■ **Документ**

Генерал в прошении отказал. Он очень доходчиво объяснил, что никакого наступления на Палестину в настоящее время не планируется, что принимать иностранцев в английскую армию он не имеет права, и что максимум того, что он можно практически сделать, это создание вспомогательной транспортной части. Генералу Максвеллу для нее нужны погонщики мулов -и вот в этом качестве он готов использовать еврейских волонтеров.
При обсуждении предложения мнения участников инициативного комитета разошлись. Все его гражданские члены — включая Жаботинского — сочли такой проект неподходящим, и даже в какой-то мере оскорбительным. Вроде бы вот оно, великое дело — еврейский легион добровольцев. Но его солдат собираются использовать не как воинов, сражающихся на фронте, а как «…погонщиков ослов…»?

Единственным человеком, готовым принять предложение, оказался Иосиф Трумпельдор.
Он посмотрел на предложение генерала Максвелла сугубо практически, так сказать, «…без всякой лирики…». Для того, чтобы освободить Палестину, турок надо разбить. А на каком фронте действовать — это вопрос технический. Для того, чтобы вести войну, нужны и и штыки, и транспортные средства — и то, и другое есть вещи необходимые. И опасность и в траншеях и в службах подвоза боеприпасов очень часто одна и та же. Поэтому где именно будут служить добровольцы — вопрос опять же технический. А уж беспокоиться насчет названия «погонщики ослов…» — это и вовсе что-то детское. На идиш слово «лошадь» может быть довольно оскорбительно — но если бы еврейских новобранцев пригласили служить в кавалерию, они бы не обиделись? На это пути Жаботинского и Трумпельдора на какое-то время и разошлись. Трумпельдор вступил в ряды «погонщиков», новой части был назначен командир — им стал подполковник Джон Паттерсон — и началось ее формирование и обучение.
А Жаботинский предложение не принял. Как он сказал Трумпельдору на прощание:
«…Иосиф Владимирович, я уезжаю. Если генерал Максвель переменит свое решение и согласится учредить настоящий боевой полк, я приеду; если нет, поищу других генералов…». И уехал в Европу. Искать других генералов.

■ **Условия заданий**
(a) Можете выписать из документа фрагмент от слов «При обсуждении предложения» до слов «оказался Иосиф Трумпельдор.» включительно, ничего в нём не меняя?
(b) Переименуйте «roadway» в «carriageway» в записях от строки с «Batch task #47: Identify and box every roadway» до строки с «[0,61,122,84]» включительно и приведите только эти строки, больше ничего в них не меняя.
Документ и записи взяты из разных, не связанных между собой источников.

■ **Перечень записей**
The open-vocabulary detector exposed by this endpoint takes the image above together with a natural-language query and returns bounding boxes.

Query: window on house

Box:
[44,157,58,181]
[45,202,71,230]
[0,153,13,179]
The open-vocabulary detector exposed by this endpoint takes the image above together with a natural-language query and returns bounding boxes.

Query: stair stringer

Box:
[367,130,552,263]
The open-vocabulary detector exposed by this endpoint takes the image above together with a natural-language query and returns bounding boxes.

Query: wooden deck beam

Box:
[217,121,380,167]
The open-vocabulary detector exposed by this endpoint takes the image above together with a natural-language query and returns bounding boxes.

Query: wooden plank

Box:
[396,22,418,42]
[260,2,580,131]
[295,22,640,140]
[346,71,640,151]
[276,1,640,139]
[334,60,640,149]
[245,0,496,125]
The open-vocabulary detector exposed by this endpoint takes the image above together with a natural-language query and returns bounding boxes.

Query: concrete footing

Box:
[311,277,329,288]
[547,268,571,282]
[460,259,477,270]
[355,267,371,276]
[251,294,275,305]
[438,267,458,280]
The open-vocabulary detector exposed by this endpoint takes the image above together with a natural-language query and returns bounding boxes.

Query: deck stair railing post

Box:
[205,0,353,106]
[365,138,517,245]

...

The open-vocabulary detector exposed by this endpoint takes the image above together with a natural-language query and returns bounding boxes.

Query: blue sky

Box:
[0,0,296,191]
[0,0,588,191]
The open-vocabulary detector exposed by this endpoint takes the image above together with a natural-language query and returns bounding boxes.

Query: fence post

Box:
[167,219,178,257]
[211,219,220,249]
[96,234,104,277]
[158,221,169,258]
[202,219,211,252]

---

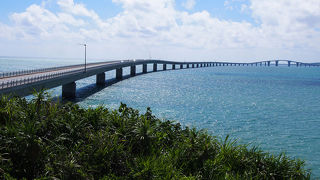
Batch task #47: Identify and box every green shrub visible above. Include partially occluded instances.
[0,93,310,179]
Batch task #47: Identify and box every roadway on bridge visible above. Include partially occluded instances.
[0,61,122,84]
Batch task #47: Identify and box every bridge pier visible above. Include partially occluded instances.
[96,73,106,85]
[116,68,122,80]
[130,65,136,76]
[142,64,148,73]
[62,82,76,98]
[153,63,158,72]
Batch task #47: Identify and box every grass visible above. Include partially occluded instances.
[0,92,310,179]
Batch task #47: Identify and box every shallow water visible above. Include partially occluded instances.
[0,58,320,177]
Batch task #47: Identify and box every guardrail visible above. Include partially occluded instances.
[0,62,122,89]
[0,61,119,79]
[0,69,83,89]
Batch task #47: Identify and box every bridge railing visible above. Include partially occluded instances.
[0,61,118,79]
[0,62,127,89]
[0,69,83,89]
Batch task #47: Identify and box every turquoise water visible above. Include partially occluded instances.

■ **Ответы к заданиям**
(a)
При обсуждении предложения мнения участников инициативного комитета разошлись. Все его гражданские члены — включая Жаботинского — сочли такой проект неподходящим, и даже в какой-то мере оскорбительным. Вроде бы вот оно, великое дело — еврейский легион добровольцев. Но его солдат собираются использовать не как воинов, сражающихся на фронте, а как «…погонщиков ослов…»?

Единственным человеком, готовым принять предложение, оказался Иосиф Трумпельдор.

(b)
Batch task #47: Identify and box every carriageway on bridge visible above. Include partially occluded instances.
[0,61,122,84]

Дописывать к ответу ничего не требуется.